[Excerpts from segmentation records]
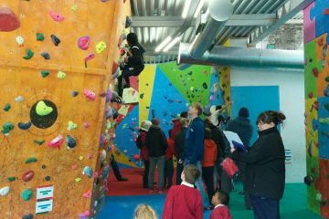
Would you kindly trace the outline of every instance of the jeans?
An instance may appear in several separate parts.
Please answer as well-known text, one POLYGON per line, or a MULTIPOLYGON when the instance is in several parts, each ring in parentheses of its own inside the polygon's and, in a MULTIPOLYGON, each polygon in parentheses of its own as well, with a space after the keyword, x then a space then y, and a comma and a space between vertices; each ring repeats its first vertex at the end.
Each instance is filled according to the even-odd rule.
POLYGON ((155 166, 157 165, 159 179, 158 179, 158 186, 159 189, 163 189, 164 186, 164 155, 159 157, 150 157, 150 171, 149 171, 149 188, 154 188, 154 172, 155 166))
MULTIPOLYGON (((193 163, 190 163, 189 160, 186 159, 184 161, 184 166, 186 166, 187 164, 193 164, 193 163)), ((198 190, 198 192, 201 194, 201 200, 202 200, 202 204, 203 204, 205 203, 206 192, 205 192, 205 186, 204 186, 203 181, 202 181, 202 165, 201 165, 201 162, 197 161, 195 165, 197 167, 197 169, 200 172, 200 177, 196 180, 195 184, 196 186, 196 189, 198 190)))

● **EXERCISE REQUIREMENTS**
Transcribe every line above word for word, leaving out the picture.

● **RESULT FOR THIS TASK**
Would you kindly trace the outline of every instance of the jeans?
An instance may appear in several separate parts.
Please answer as well-known text, one POLYGON per line, or a MULTIPOLYGON when the instance is in several parts, each ring in parentheses of its own inside the polygon's and, in a MULTIPOLYGON, each polygon in parentheses of its own as well, with a space after the keyword, x then a space then y, and a comma and a space between vertices; each ring repeats its first vertex at the end.
Each instance is filled according to the even-odd rule.
POLYGON ((155 166, 157 165, 159 179, 158 179, 158 186, 159 189, 163 189, 164 186, 164 155, 159 157, 150 157, 150 171, 149 171, 149 188, 154 188, 154 172, 155 166))
MULTIPOLYGON (((193 163, 190 163, 189 160, 186 159, 184 161, 184 166, 186 166, 187 164, 193 164, 193 163)), ((198 190, 198 192, 201 194, 201 200, 202 200, 202 204, 203 204, 205 203, 206 192, 205 192, 205 186, 204 186, 203 181, 202 181, 202 165, 201 165, 201 162, 197 161, 195 165, 197 167, 197 169, 200 172, 200 177, 196 180, 195 184, 196 186, 196 189, 198 190)))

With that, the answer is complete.